:: WHAT NEEDS TO BE DONE ::
Reproduce every line of the records below, swapping "pin" for "marker" wherever it occurs and leaving everything else unchanged.

:: DATA ENTRIES ::

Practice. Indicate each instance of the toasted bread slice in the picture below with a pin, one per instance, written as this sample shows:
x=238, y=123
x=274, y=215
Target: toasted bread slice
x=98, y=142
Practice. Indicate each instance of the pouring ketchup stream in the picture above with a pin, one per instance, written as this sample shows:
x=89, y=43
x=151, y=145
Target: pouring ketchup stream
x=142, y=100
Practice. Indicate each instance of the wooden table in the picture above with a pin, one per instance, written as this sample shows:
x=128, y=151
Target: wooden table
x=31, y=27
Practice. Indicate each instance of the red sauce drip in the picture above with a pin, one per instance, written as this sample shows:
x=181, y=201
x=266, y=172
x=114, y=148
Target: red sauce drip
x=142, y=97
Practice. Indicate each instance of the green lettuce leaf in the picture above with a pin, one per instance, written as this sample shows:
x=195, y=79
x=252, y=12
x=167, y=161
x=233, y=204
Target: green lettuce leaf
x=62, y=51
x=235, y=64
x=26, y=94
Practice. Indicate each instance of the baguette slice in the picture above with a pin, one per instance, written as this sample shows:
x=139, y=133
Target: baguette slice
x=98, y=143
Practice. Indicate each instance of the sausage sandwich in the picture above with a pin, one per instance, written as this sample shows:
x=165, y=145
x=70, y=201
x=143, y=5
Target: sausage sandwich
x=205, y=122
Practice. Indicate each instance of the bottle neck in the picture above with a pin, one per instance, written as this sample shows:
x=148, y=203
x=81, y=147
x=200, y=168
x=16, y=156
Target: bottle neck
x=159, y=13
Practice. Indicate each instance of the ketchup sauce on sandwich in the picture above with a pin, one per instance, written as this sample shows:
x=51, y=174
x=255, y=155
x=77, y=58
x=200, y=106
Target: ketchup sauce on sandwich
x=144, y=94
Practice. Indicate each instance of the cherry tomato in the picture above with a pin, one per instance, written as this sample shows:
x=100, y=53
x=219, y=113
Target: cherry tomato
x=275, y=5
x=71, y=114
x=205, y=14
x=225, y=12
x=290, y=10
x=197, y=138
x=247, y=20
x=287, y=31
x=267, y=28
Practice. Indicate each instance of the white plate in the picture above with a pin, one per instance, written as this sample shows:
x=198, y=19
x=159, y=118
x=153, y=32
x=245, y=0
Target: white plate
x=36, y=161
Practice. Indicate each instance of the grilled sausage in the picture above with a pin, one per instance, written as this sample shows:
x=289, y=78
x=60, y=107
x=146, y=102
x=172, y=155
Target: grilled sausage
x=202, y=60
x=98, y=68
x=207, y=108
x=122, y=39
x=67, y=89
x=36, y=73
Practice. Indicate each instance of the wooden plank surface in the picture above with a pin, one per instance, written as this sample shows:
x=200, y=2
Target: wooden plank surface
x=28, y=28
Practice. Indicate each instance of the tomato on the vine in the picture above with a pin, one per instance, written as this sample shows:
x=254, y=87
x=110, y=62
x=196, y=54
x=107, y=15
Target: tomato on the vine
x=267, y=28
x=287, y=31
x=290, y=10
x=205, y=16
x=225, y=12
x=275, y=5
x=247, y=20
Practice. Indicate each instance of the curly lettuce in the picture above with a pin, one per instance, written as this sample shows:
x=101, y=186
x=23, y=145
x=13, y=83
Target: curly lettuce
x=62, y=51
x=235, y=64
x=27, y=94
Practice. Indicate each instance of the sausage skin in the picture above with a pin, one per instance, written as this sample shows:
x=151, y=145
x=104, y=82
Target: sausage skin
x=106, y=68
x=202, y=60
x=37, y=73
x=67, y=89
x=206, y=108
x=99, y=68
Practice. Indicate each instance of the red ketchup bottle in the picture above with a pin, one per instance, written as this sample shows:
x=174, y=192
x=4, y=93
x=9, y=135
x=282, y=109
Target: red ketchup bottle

:: RESPONSE TO THIS EXERCISE ::
Practice. Indicate each instance of the toasted bread slice in the picture below with a marker, one per instance, written as this sample shows:
x=238, y=123
x=274, y=215
Target: toasted bread slice
x=98, y=142
Practice. Indicate each instance of the pouring ketchup stream in the picture above with a marker, one per instance, written as this sample shows:
x=89, y=43
x=151, y=145
Target: pouring ketchup stream
x=142, y=100
Practice. Indicate each instance of the wooden table in the picture above with a marker, one per instance, written as this sample shows:
x=128, y=151
Target: wooden table
x=31, y=27
Practice. Indicate each instance of the red sauce drip in the picture above with a marker, one per instance, written as this sample shows:
x=181, y=201
x=266, y=172
x=114, y=148
Target: red sauce drip
x=142, y=97
Practice. Indicate each instance of the green lettuce leaf in the picture above with a marker, one per instance, written as this sample shows:
x=195, y=79
x=252, y=12
x=167, y=161
x=233, y=204
Target: green lettuce leaf
x=62, y=51
x=235, y=64
x=26, y=94
Practice. Indicate each instance of the baguette slice in the picture above with a marker, one per instance, written as this sample shows:
x=139, y=133
Target: baguette slice
x=98, y=143
Practice. Indicate each instance of the sausage sandwich in the picture above with a marker, one per instance, written as this sample shows:
x=165, y=145
x=70, y=201
x=143, y=5
Target: sausage sandwich
x=205, y=122
Practice. Indicate each instance of the bottle neck in the picture above with a marker, one per instance, written as this sample shows:
x=148, y=203
x=81, y=147
x=200, y=168
x=16, y=156
Target: bottle neck
x=159, y=13
Practice. Indicate each instance of the ketchup sauce on sandwich in the picture above with a marker, one per instance, written as this sample shows:
x=51, y=174
x=255, y=155
x=77, y=58
x=200, y=106
Target: ketchup sauce on sandwich
x=144, y=94
Practice. Indicate each instance of the cherry tomato in the picture above with a marker, one per instance, written as this sample shows:
x=100, y=53
x=219, y=113
Target: cherry tomato
x=275, y=5
x=71, y=114
x=205, y=14
x=225, y=12
x=290, y=10
x=197, y=138
x=247, y=20
x=287, y=31
x=267, y=28
Practice. Indicate each instance of the white plate in the picture above with a marker, one per instance, written as this sample shows:
x=198, y=19
x=159, y=118
x=153, y=32
x=245, y=0
Target: white plate
x=36, y=161
Practice. Indicate each instance of the grilled sausage in the picture above with a marker, one per instance, written as this sample shows:
x=289, y=78
x=60, y=107
x=146, y=102
x=172, y=155
Target: grilled sausage
x=202, y=60
x=98, y=68
x=207, y=108
x=122, y=39
x=67, y=89
x=36, y=73
Practice. Indicate each instance of the wooden plank surface in the picture above with a marker, one per instance, written as this sample shows:
x=200, y=2
Target: wooden plank surface
x=28, y=28
Practice. Indicate each instance of the tomato on the vine in the picture above with a marker, one per instance, written as this sample shows:
x=254, y=87
x=110, y=62
x=196, y=54
x=107, y=15
Target: tomato on the vine
x=267, y=28
x=287, y=31
x=290, y=10
x=205, y=16
x=225, y=12
x=275, y=5
x=247, y=20
Practice. Indicate each instance of the curly lettuce in the picture above with a marker, one per instance, written as this sample shows:
x=101, y=186
x=23, y=145
x=13, y=83
Target: curly lettuce
x=62, y=51
x=235, y=64
x=27, y=94
Practice. Indicate each instance of the sausage skin in the picture above with a marker, one per instance, written as this sample shows:
x=151, y=145
x=104, y=82
Target: sausage skin
x=106, y=68
x=202, y=60
x=37, y=73
x=67, y=89
x=206, y=108
x=99, y=68
Practice. Indicate each instance of the red ketchup bottle in the picture above with a marker, one per instance, written as this sample shows:
x=174, y=192
x=4, y=93
x=9, y=135
x=282, y=109
Target: red ketchup bottle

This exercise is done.